[Excerpts from a detection dataset]
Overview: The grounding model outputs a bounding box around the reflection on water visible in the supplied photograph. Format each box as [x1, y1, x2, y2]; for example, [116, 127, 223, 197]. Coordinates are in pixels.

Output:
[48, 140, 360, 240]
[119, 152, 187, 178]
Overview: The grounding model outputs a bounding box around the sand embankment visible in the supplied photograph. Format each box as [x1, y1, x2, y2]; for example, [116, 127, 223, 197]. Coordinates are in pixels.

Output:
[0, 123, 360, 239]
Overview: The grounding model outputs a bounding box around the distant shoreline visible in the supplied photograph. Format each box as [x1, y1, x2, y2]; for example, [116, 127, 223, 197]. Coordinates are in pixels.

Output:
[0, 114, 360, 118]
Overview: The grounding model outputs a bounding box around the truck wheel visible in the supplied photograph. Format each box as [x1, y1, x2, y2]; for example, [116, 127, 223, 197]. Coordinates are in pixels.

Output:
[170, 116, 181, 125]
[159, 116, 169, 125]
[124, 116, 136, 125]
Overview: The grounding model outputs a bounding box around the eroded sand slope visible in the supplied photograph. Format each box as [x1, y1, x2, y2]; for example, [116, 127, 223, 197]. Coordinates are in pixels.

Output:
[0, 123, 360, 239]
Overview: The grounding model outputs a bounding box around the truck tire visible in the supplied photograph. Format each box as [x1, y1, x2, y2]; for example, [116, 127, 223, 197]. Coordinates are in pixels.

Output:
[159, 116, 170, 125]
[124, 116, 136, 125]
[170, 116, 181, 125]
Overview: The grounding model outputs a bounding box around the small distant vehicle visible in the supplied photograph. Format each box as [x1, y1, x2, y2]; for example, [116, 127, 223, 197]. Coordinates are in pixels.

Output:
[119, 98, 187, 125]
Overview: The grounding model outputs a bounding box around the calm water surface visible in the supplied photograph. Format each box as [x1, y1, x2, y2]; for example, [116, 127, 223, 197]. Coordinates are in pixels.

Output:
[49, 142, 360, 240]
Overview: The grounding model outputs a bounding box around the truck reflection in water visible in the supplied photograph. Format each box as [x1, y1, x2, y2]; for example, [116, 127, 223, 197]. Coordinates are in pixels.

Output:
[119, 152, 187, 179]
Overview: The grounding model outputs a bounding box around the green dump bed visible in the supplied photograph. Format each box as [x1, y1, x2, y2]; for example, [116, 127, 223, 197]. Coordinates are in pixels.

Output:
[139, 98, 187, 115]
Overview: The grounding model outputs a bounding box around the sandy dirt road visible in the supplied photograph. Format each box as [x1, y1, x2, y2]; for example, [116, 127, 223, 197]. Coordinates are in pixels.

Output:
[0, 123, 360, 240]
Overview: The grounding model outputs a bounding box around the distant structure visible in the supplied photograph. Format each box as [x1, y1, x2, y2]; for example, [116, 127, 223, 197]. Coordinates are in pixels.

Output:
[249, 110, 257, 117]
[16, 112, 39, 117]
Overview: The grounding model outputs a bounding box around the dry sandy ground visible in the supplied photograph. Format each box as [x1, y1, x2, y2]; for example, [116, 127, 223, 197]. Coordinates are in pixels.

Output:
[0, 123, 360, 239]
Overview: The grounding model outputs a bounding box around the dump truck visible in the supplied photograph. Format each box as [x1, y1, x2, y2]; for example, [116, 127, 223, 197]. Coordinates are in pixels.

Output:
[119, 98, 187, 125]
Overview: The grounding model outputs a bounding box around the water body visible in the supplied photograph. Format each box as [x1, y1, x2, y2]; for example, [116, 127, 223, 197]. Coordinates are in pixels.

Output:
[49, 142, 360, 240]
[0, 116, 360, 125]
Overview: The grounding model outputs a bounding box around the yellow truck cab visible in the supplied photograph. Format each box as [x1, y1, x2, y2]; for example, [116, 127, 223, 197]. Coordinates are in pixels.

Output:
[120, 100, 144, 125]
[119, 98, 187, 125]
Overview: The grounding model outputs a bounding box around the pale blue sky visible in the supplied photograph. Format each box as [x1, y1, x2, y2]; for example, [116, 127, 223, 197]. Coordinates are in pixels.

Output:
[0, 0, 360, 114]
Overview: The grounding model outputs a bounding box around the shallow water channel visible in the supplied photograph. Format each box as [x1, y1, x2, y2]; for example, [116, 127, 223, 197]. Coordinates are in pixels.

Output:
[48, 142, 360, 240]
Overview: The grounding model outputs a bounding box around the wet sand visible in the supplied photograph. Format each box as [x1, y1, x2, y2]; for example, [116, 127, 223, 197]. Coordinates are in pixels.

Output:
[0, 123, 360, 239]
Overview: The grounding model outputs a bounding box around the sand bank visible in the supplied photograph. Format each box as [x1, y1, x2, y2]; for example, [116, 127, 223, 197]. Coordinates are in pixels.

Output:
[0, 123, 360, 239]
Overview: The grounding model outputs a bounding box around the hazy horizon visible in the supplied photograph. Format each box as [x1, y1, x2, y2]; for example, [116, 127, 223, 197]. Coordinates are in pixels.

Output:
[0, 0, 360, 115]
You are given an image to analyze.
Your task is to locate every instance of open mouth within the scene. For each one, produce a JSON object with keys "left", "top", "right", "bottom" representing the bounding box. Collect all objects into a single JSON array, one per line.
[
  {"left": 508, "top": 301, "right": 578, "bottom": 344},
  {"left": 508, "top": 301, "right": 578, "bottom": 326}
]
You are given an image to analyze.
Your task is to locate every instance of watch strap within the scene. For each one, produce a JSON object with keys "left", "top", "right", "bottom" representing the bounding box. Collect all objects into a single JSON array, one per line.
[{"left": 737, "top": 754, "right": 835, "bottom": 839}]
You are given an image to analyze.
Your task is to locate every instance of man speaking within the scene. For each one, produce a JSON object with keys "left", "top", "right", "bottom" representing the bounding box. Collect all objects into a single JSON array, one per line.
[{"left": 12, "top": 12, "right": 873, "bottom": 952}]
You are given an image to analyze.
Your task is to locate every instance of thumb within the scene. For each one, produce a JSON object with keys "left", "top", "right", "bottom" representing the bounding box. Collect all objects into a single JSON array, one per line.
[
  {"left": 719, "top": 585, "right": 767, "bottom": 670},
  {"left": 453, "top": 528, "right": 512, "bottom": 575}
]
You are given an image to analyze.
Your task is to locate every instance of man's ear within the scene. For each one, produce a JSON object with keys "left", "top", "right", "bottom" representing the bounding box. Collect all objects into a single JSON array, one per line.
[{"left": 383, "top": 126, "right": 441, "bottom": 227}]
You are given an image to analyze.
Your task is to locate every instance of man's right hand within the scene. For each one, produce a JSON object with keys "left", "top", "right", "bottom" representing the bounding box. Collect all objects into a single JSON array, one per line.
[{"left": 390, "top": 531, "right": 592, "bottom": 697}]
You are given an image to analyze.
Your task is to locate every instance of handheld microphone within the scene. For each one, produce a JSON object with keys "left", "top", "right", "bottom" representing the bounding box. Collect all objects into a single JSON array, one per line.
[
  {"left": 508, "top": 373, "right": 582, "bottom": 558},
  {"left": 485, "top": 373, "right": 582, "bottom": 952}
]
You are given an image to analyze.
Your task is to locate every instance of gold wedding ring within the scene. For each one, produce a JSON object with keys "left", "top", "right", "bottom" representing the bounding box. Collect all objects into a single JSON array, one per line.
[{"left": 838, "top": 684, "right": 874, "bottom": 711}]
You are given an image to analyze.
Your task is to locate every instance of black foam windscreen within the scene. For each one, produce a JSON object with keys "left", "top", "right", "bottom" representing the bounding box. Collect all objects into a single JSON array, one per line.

The task
Rescale the material starting with the line containing "the truck wheel" and going on through the line containing "[119, 152, 187, 179]", giving every one of those lines again with the requests included. Multiply each bounding-box coordinate in the answers by 2.4 and round to whole numbers with halves rounded up, leaving the requests and their format samples unchanged.

Solution
Overview: The grounding model outputs a bounding box around the truck wheel visible in the supplied photograph. Format each box as [x1, y1, x2, y2]; for example, [116, 127, 223, 197]. Coordinates are in pixels.

Output:
[408, 278, 434, 300]
[382, 278, 406, 300]
[298, 278, 326, 300]
Overview: The grounding model outputs a bounding box around the eroded sand slope visible in the supplied photograph. Format each box as [x1, y1, x2, y2]; for example, [116, 127, 223, 197]. Coordinates are in pixels.

Output:
[0, 295, 864, 574]
Overview: The grounding model outputs a bounding box around the truck tire visible in the supplied photograph. Format each box as [x1, y1, x2, y2]; for example, [116, 127, 223, 197]. Coordinates are in pixels.

Output:
[382, 278, 408, 300]
[298, 278, 326, 300]
[408, 278, 434, 300]
Overview: The grounding model outputs a bounding box around the small distant vehicle visible in the supplied photograph. Format each box as [x1, y1, x2, y2]; for example, [116, 127, 223, 197]. Coordinates are in pixels.

Output:
[286, 235, 449, 300]
Overview: The grounding model outputs a bounding box around the calm water surface visible in the supplied photograph. Format each box as [x1, y1, x2, y2]; for example, [116, 127, 223, 197]. Coordinates are in pixels.

Output:
[118, 341, 864, 576]
Overview: The grounding model outputs a bounding box around the truck reflection in water visible in the supplied photograph. Format each box as [x1, y1, x2, y2]; for example, [116, 127, 223, 197]. Coordinates are in pixels.

Output:
[286, 365, 449, 430]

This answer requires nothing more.